- [Text excerpt]:
(brought to you by The Lion King, just because!)
September is National Update Your Resume Month and, it's that time of year…Whether you’re in high school preparing to apply for college, in college applying for internships, or in college preparing to face the real world and applying for jobs, it’s time for everyone’s favorite pastime: building a resume. 😉
Okay, so maybe it’s not that scary, but it can be a stressful undertaking, especially when potential colleges, internships, and jobs are in the mix and deadlines are looming over you. So, have a spoonful of sugar, remember a few of your favorite things, read our top tips, and then you won’t feel so bad!
1. Keep it to 1-page and make sure your formatting is simple and consistent.
Think of your resume as part of a first impression, you want it to be straightforward, informative, and unique, then your personal statement/cover letter makes the reader want to know more. (More on that later…)
2. Create a header that gives your name, contact info, and LinkedIn URL (if you don't have one, make one, and personalize your URL, you're a person, not a bunch of numbers that a website generates).

- [Data provided]:
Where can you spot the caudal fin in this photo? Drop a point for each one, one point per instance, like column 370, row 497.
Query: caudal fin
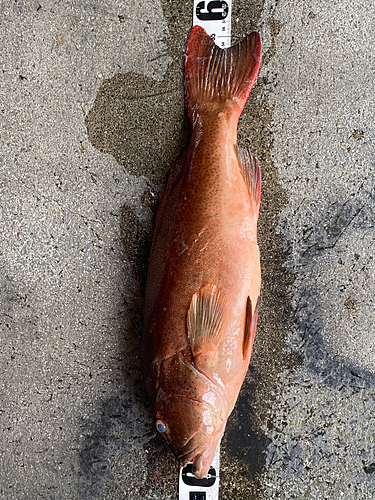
column 220, row 77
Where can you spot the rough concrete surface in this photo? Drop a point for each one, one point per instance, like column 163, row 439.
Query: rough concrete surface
column 91, row 119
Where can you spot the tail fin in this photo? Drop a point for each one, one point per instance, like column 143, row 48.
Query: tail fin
column 220, row 77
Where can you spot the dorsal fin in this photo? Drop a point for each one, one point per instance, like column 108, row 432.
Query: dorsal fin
column 206, row 318
column 251, row 173
column 250, row 328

- [Exercise details]:
Repeat word for word the part of the resume tips text between "1. Keep it to" and "a website generates).", inclusive.

- [Exercise output]:
1. Keep it to 1-page and make sure your formatting is simple and consistent.
Think of your resume as part of a first impression, you want it to be straightforward, informative, and unique, then your personal statement/cover letter makes the reader want to know more. (More on that later…)
2. Create a header that gives your name, contact info, and LinkedIn URL (if you don't have one, make one, and personalize your URL, you're a person, not a bunch of numbers that a website generates).